#### EXTRACTED RECORDS
>>>>

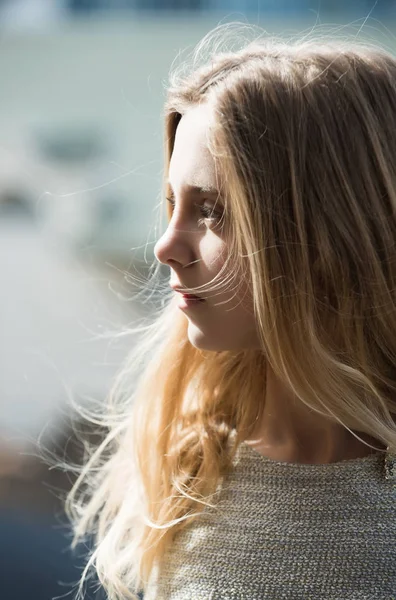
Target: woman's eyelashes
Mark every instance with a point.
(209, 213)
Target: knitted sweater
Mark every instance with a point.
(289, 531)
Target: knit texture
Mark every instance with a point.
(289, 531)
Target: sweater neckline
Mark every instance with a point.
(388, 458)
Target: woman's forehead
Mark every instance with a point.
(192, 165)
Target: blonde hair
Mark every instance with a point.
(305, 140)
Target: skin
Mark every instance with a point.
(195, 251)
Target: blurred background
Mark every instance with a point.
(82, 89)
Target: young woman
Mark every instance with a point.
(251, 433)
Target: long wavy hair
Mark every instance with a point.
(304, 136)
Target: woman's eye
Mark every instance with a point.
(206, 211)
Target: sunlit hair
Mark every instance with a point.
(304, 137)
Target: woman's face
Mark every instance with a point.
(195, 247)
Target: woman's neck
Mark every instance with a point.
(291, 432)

<<<<
>>>>

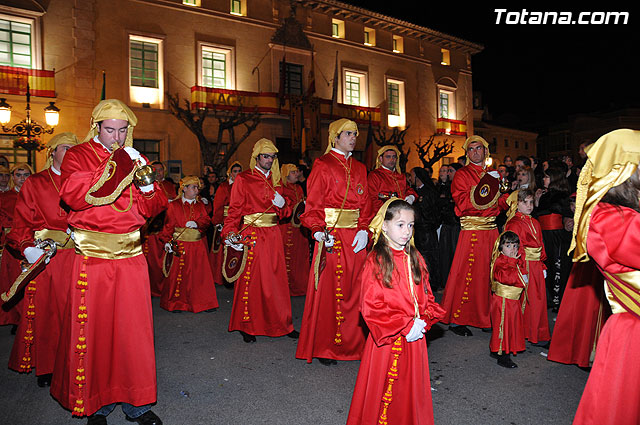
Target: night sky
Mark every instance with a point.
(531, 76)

<<<<
>>>>

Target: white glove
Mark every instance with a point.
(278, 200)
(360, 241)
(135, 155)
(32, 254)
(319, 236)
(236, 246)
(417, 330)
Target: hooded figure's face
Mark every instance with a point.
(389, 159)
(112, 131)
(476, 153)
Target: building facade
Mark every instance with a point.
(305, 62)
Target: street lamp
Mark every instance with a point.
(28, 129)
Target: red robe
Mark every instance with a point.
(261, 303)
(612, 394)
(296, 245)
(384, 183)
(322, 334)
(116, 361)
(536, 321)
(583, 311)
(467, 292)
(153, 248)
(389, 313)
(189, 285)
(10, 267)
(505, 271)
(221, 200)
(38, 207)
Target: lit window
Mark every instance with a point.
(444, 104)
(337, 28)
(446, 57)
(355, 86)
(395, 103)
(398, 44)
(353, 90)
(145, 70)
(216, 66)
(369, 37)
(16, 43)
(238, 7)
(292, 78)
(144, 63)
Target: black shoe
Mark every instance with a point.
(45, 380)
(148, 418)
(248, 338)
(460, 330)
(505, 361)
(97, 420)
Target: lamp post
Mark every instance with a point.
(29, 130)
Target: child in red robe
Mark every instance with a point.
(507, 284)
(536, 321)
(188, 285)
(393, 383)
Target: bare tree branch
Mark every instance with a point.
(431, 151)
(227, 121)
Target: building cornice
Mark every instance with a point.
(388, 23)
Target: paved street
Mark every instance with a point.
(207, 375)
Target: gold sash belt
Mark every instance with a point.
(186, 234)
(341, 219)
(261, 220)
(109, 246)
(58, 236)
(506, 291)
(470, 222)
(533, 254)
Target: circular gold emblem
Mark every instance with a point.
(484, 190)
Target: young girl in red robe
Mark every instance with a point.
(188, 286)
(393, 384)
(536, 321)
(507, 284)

<<<<

List each line above that contains the string "woman", copying every one in full.

#### FULL RESPONSE
Target: woman's eyelashes
Target: woman's forehead
Target: young woman
Target: woman's eye
Target: woman's face
Target: woman's neck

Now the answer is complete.